_Trecho fornecido_.

--*--

Mesmo anos depois de sua morte, A Nona Sinfonia ainda tem apelos grandiosos e políticos: Em 1989, foi transmitida para mais de 20 países, pela comemoração da queda do muro de Berilm. A orquestra que a executou foi uma miscelânea de músicos da orquestra da Alemanha Ocidental com a Alemanha Oriental. Durante a execução da obra, o maestro sutilmente substitui a palavra Freude (Alegria) por Freiheit (liberdade) de acordo com o contexto no qual era executada.

A sinfonia também foi adotada como hino pelo Conselho Europeu (1972), pela Comunidade Europeia (1985) e pela União Européia (1993). Parece que o verso “alle Menschen werden Brüder” (todos os homens serão irmãos) inspirou a fraternidade e valores de solidariedade.

--*--

_Linhas de dados_.
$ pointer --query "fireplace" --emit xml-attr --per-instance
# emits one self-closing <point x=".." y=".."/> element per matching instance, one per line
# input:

--*--

_Tarefas a realizar_.
A - Cite literalmente o trecho sobre a Nona Sinfonia, desde "Mesmo anos depois" até "valores de solidariedade.", incluindo ambas as passagens.
B - De acordo com o trecho sobre a Nona Sinfonia, em que ano a Comunidade Europeia adotou a sinfonia como hino?

_Tarefas resolvidas_.
A -
Mesmo anos depois de sua morte, A Nona Sinfonia ainda tem apelos grandiosos e políticos: Em 1989, foi transmitida para mais de 20 países, pela comemoração da queda do muro de Berilm. A orquestra que a executou foi uma miscelânea de músicos da orquestra da Alemanha Ocidental com a Alemanha Oriental. Durante a execução da obra, o maestro sutilmente substitui a palavra Freude (Alegria) por Freiheit (liberdade) de acordo com o contexto no qual era executada.

A sinfonia também foi adotada como hino pelo Conselho Europeu (1972), pela Comunidade Europeia (1985) e pela União Européia (1993). Parece que o verso “alle Menschen werden Brüder” (todos os homens serão irmãos) inspirou a fraternidade e valores de solidariedade.

B - Em 1985.